■ Task to complete:
Copy the entries from the line containing "tire, one point per instance." through the line containing "[[98, 234]]", inclusive, replacing "bus" with "coach" and leaving everything else unchanged. Leave the pictures out.

■ Information supplied:
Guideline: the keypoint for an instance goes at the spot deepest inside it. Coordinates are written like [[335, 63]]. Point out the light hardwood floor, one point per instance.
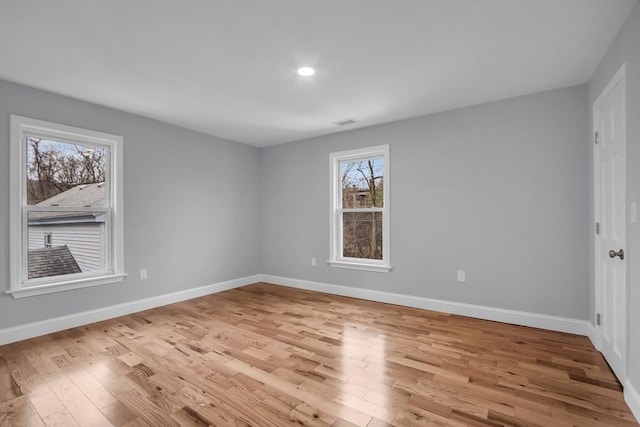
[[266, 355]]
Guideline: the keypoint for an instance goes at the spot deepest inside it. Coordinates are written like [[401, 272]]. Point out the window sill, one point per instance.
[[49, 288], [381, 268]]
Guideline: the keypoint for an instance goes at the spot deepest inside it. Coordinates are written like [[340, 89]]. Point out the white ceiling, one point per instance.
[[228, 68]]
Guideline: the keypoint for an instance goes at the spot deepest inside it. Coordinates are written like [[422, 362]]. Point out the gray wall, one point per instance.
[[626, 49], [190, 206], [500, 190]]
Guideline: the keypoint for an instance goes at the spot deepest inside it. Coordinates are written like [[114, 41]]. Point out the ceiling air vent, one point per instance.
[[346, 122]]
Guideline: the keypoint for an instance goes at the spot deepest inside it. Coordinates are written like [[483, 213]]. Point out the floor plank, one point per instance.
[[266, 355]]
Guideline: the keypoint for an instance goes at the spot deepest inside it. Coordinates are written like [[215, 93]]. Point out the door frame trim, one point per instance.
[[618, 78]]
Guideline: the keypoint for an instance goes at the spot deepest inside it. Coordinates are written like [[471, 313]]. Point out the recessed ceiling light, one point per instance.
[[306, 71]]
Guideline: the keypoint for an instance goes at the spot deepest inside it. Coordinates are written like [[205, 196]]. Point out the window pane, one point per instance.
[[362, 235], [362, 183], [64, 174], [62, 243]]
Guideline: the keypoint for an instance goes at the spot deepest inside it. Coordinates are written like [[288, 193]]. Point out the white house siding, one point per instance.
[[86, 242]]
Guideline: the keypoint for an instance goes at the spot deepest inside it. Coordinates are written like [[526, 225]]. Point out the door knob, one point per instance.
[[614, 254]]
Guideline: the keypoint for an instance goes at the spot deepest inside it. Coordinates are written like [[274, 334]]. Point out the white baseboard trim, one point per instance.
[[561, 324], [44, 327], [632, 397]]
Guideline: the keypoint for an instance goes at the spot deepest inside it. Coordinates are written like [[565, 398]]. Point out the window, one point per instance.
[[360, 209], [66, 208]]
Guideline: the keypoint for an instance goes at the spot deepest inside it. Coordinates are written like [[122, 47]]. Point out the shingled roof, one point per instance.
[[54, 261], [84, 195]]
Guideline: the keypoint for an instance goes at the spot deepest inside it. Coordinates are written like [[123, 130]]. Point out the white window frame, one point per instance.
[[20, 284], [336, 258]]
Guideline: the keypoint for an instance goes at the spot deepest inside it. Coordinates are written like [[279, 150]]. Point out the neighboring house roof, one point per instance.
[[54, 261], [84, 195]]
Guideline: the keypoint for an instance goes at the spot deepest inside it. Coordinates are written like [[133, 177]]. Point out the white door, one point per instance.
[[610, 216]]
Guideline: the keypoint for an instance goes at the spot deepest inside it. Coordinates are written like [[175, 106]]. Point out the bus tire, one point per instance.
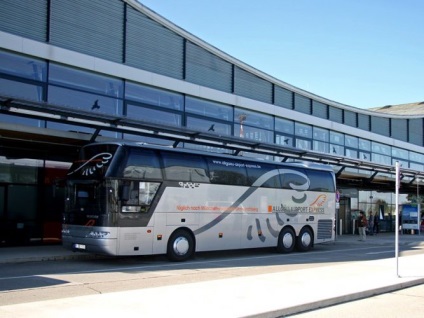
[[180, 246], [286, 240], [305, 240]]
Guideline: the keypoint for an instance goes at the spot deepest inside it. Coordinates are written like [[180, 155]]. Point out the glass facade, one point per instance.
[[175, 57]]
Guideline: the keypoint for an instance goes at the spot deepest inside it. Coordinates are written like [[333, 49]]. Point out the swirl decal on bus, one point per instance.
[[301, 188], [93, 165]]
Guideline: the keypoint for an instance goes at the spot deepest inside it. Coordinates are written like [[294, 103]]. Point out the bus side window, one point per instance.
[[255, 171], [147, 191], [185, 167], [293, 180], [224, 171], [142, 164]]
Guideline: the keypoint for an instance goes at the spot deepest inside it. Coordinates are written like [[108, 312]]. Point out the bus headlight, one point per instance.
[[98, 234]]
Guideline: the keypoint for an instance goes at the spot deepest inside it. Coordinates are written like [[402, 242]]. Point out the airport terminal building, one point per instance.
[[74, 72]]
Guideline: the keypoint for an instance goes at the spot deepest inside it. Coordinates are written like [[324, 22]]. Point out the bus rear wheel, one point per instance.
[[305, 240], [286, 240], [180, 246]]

■ The solution:
Guideline: the keypoint for an instance goes at the spot deepest inside it. Coordinates are written like [[175, 106]]. Point out the coach tire, one point per instance.
[[180, 246], [286, 240], [305, 240]]
Guideline: the keypoint for an instance goes at the spot deepest inside it. Coordinates are written like [[180, 155]]. Point out the glass facade, one point per instance.
[[175, 57]]
Guideline: the keypoint for an instance goes at the spot deepest inside it. Coordinates are written like [[333, 49]]. Point out the swirl decal on coach, one point per instance.
[[301, 188], [93, 165]]
Guideline: the keypoint for an instance goes at the spot deepest inside it. Coordinates are written like [[294, 103]]. Point out the coach side window, one point per instance.
[[255, 171], [147, 191], [185, 167], [293, 180], [224, 171], [142, 164]]
Guideline: the keypoint for an instance goes at the spot deepest inside it. Coordinates are written like [[108, 312]]. Point out the coach headlight, one point per instance.
[[98, 234]]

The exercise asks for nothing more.